• Given passage:
###
Chile’s journalists union kicked out a powerful media mogul for taking CIA propaganda cash

salvadorallende

LIMA, Peru — The US government’s covert role in the brutal overthrow of President Salvador Allende — Chile’s 9/11 — is angering Chileans once again.

Earlier this week, the national journalists association kicked out a prominent media mogul, Agustin Edwards. He is the 87-year-old owner and columnist of El Mercurio, a leading newspaper of record, and his family’s media group owns dozens more papers, magazines and other media companies.

Citing declassified US documents, the journalists group found that Edwards had taken CIA cash to smear Allende in the runup to the Sept. 11, 1973 military coup, in which the Chilean president died.

It was the latest backlash against influential Chileans who allegedly worked with the CIA in the 1970s to help turn the public against the country’s democratically elected socialist leader.

The ouster ushered in a 17-year-long, hard-right dictatorship under Gen. Augusto Pinochet, during which more than 2,000 people were murdered or “disappeared” for political reasons.

In a statement, the association also accused Edwards of covering up the torture of two students by the dictatorship in the 1980s.

The association’s president, Javiera Olivares, said her pro-democracy group “is not willing to have members who have committed acts that made them complicit in such dark moments for Chile, of torture, detention and death.”

The move, by the association’s ethics committee, came after testimonies against Edwards by bereaved relatives of Pinochet’s victims.
###
• What is asked: According to the article about the Chilean journalists association, which newspaper does Agustin Edwards own? The lines after this article are unrelated to it.

• Recorded data:
###
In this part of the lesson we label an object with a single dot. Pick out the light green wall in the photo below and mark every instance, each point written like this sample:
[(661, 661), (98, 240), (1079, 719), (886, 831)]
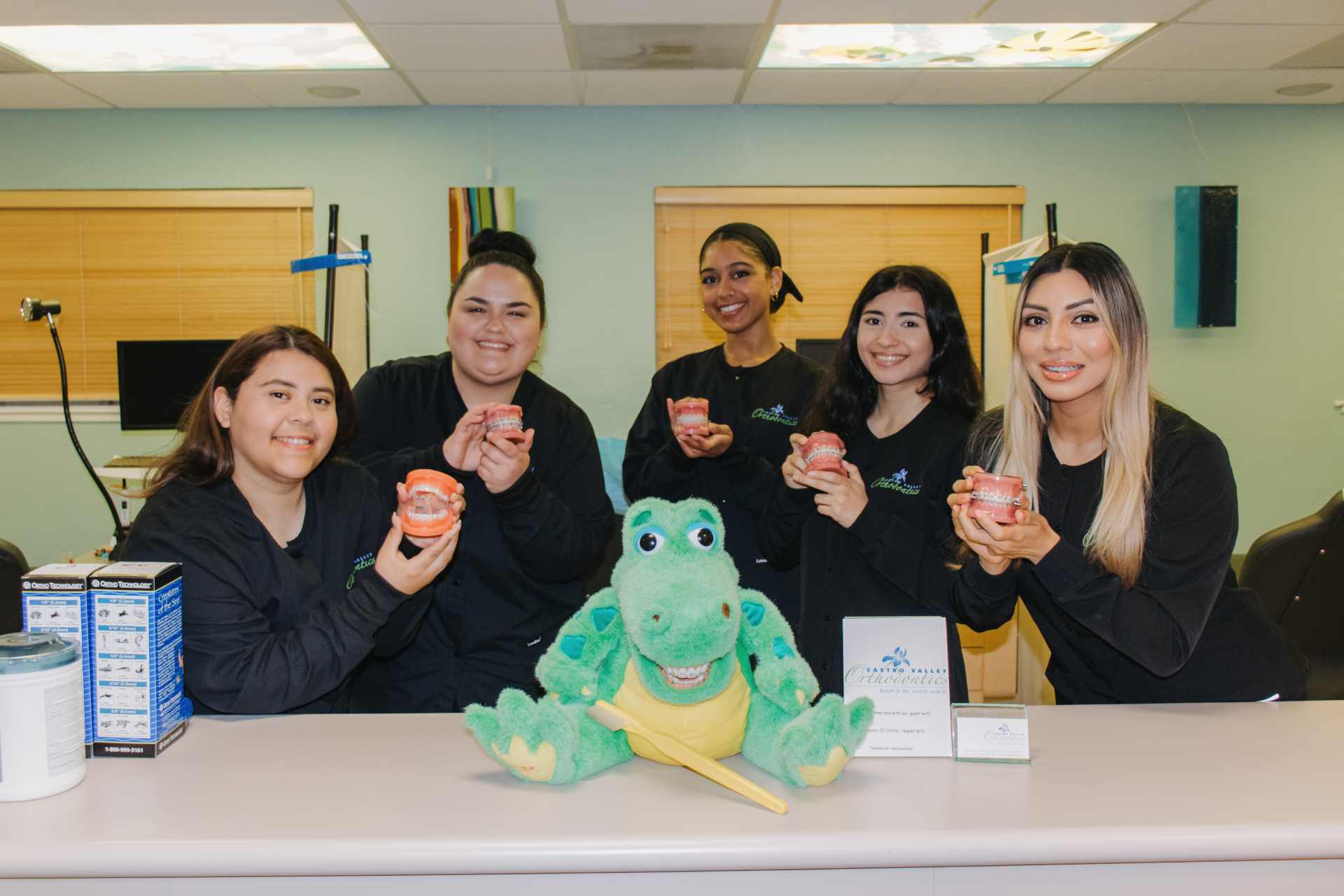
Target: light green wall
[(585, 183)]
###
• Solution to this problem: El Mercurio